Document excerpt
BEGIN
It was 5:30 a.m. and Gary Anderson woke up to start his day working as a service technician at Hamm & Sons plumbing, a 30-minute commute from his south side home. It was going to be a normal day. But as he eased into his routine, Anderson began to feel dizzy. Soon, his vision was blurred.
By the time he called his fiancé, Stephanie Edwards into the room, Anderson was having difficulty standing up and his face was drooping. What seemed like a normal workday for Anderson, turned into an emergency situation. What he didn’t know: He was having a stroke. What he also didn’t know: He would suffer three strokes in less than a month.
“Gary’s case was unique in that he is so far the only person for which we have done two catheter-based procedures for two strokes during the same hospital stay at Methodist,” said Dr. James Fleck, a neurologist with IU Health Methodist Hospital. Anderson is also somewhat unique because of his age. He is 45 – fairly young by most medical standards.
“Age is a strong risk factor for having strokes. Every decade after the age of 50, our chance of stroke increases,” said Fleck. “Having said that, there are a number of younger people who have strokes for a variety of reasons and a variety of other causes other than hardening of the arteries.”
END
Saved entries
BEGIN
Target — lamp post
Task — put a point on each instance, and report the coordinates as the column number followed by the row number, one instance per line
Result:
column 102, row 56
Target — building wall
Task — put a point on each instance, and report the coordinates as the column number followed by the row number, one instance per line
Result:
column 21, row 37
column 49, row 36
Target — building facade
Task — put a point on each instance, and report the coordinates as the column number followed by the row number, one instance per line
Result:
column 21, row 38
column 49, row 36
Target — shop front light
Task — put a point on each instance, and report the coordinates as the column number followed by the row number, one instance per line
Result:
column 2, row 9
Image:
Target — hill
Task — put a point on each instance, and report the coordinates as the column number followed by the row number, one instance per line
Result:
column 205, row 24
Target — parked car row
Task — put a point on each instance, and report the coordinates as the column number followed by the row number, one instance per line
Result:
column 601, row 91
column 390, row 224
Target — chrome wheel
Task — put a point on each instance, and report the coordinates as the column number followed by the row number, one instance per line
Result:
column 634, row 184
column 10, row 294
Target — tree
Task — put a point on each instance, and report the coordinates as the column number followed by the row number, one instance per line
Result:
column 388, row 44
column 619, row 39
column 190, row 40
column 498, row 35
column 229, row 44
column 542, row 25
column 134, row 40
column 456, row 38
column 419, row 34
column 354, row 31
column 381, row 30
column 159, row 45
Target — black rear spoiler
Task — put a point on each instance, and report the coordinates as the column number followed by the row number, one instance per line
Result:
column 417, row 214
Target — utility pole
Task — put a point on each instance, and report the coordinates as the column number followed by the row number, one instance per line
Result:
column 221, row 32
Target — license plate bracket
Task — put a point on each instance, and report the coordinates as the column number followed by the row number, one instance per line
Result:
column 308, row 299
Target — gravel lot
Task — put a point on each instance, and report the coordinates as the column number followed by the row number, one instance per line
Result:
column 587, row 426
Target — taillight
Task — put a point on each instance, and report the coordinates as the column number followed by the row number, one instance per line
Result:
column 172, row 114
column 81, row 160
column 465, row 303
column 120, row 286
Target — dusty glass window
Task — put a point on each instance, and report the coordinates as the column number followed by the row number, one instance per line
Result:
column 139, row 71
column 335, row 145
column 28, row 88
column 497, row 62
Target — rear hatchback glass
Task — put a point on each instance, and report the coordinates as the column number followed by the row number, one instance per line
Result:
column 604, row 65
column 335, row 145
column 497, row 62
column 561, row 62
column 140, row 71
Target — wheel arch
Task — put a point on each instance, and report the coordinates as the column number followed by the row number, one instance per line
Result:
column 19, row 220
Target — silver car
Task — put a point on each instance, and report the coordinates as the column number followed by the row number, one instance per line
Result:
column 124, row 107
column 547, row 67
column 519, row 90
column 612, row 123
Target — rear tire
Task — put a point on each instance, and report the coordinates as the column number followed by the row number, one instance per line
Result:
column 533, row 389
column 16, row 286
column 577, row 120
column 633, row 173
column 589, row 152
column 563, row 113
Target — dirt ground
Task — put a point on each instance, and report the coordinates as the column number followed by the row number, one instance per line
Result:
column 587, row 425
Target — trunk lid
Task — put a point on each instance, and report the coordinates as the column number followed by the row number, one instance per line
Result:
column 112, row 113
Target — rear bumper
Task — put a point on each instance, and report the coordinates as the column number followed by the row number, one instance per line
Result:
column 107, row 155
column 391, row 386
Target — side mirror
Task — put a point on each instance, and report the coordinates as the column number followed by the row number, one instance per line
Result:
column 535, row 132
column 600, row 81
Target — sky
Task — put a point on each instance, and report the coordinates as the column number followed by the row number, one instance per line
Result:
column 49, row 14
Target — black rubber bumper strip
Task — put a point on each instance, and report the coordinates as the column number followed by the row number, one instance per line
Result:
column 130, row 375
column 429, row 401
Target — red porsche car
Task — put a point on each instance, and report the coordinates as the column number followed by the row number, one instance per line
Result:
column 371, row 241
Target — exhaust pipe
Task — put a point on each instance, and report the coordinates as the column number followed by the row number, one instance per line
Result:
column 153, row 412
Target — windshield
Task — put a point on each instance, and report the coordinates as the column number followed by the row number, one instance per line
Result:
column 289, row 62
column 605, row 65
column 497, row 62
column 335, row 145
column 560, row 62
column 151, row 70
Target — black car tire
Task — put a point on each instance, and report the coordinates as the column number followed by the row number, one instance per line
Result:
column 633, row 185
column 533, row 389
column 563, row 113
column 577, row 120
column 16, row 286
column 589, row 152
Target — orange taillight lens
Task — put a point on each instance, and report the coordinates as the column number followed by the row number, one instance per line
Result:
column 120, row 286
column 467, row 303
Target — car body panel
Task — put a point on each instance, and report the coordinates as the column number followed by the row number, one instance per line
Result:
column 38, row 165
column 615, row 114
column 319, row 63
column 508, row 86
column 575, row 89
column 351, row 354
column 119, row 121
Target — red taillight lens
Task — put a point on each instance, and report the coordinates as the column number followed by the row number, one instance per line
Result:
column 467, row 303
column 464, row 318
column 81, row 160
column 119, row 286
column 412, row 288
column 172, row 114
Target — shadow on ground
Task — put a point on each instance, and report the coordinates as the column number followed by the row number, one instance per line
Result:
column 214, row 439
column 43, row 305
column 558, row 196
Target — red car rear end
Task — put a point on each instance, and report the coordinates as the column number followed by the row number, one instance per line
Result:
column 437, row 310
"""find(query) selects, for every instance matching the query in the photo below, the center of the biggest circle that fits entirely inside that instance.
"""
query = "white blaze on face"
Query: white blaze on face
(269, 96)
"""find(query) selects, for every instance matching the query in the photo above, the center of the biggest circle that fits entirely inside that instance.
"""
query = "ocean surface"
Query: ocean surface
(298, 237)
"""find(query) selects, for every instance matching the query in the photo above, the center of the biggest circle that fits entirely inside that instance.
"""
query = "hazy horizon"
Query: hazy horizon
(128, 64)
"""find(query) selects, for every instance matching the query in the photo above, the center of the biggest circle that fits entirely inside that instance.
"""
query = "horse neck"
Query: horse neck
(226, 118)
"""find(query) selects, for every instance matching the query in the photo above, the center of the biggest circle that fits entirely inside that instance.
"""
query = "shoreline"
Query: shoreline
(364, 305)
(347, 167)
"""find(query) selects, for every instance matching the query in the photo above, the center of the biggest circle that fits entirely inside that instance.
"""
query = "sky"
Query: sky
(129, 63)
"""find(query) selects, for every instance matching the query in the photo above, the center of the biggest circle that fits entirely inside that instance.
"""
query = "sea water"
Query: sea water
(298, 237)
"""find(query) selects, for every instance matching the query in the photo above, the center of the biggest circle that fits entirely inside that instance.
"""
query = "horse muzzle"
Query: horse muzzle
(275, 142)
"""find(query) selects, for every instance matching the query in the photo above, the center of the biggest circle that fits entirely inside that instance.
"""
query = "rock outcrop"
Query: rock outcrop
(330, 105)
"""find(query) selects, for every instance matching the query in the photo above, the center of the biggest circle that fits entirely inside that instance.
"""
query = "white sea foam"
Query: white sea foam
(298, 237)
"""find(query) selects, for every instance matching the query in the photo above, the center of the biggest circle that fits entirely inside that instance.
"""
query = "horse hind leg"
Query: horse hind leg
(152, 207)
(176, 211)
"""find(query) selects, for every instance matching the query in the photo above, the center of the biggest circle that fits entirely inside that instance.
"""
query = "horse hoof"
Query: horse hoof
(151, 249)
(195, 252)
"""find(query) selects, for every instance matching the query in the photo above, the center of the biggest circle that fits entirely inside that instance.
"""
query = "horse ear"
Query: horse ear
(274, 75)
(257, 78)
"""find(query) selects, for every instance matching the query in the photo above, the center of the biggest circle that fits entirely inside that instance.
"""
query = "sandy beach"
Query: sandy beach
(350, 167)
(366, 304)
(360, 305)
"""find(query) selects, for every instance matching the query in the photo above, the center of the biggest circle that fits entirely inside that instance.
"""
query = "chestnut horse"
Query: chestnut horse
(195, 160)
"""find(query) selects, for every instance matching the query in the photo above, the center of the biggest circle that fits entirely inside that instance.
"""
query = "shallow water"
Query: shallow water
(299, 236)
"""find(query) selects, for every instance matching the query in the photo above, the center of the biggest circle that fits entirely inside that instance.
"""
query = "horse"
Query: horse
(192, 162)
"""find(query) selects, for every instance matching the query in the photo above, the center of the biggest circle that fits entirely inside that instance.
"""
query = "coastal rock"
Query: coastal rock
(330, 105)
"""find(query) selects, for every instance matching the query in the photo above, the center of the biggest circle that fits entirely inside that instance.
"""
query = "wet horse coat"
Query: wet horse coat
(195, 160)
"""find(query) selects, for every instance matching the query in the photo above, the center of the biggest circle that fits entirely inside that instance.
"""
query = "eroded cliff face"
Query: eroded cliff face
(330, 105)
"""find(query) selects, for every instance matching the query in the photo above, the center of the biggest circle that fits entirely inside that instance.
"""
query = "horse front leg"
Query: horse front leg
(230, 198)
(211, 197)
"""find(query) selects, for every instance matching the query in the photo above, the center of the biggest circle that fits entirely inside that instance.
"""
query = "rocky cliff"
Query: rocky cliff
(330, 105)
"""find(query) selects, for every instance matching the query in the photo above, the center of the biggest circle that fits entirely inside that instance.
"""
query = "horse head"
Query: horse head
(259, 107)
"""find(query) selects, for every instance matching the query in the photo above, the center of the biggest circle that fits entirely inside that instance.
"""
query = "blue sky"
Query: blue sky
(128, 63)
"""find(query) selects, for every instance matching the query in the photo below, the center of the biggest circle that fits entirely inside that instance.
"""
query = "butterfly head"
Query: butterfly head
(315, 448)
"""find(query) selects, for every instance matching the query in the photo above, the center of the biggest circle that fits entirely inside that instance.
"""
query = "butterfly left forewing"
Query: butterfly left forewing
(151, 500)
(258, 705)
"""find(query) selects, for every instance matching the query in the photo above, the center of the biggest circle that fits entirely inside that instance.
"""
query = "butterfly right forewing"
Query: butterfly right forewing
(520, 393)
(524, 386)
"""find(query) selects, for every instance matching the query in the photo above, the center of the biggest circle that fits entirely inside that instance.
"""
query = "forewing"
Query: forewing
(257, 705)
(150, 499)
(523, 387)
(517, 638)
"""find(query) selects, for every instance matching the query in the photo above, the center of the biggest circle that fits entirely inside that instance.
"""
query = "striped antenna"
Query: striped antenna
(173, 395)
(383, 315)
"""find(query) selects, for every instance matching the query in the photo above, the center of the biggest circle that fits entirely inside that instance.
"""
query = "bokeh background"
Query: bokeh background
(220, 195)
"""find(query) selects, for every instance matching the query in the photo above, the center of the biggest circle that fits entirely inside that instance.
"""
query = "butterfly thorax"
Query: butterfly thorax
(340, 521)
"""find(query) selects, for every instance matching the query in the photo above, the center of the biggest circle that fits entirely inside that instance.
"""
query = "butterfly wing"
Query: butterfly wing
END
Task requirements
1. Answer these questions about the article on Gary Anderson's strokes:
(a) At what time did Anderson wake up that morning?
(b) What is Dr. James Fleck's role, and at which hospital?
(c) How old is Anderson?
2. Could you extend the article about Gary Anderson's strokes from where it stops?
The saved entries are material apart from the article about Gary Anderson's strokes.

Answers in order
1.
(a) 5:30 a.m.
(b) He is a neurologist with IU Health Methodist Hospital.
(c) 45

2.
The Month of May is designated as “National Stroke Awareness Month,” a time to learn about the symptoms and causes of stroke.
For starters, stroke isn’t always tied to family history. Anderson’s mom died of cancer in December of 2015. His dad is living and there is no background of stroke.
So on January 15, Anderson and his fiancé were caught off guard. With the help of Anderson’s son, Edwards loaded him into their vehicle and drove him to the nearest hospital. He was admitted with two blood clots in his right arm, traveling to his brain. Vascular surgeons broke up the clots. He was home two weeks and was preparing to head back to work when he had a second stroke.
“It was it was very obvious what was happening,” said Edwards. “The left side of his face was totally drooping.” He was rushed by ambulance back to the hospital. “He coded and they decided he needed level one trauma care. We headed to Methodist,” said Edwards. Anderson was in ICU for two weeks before he was moved to a regular room. Two days later, on February 19, just as he was due to be released, he suffered a third stroke.
“If we hadn’t been here at Methodist, I don’t think he would have made it,” said Edwards,” a trained medical assistant who works in home healthcare. “Most people can’t walk or talk after one stroke and here he is after three.”
Three strokes are uncommon. But the weakness and dizziness are typical signals of the onset of a stroke, said Fleck. Other symptoms include numbness on one side of the body, trouble speaking, blurred vision, difficulty walking, and pain from a severe headache, said Fleck. “If you experience any of those things – call 911 and get to the closest hospital that can care for you. It’s important for people to know that IU Health Methodist Hospital is the only comprehensive stroke center in Indiana,” he added.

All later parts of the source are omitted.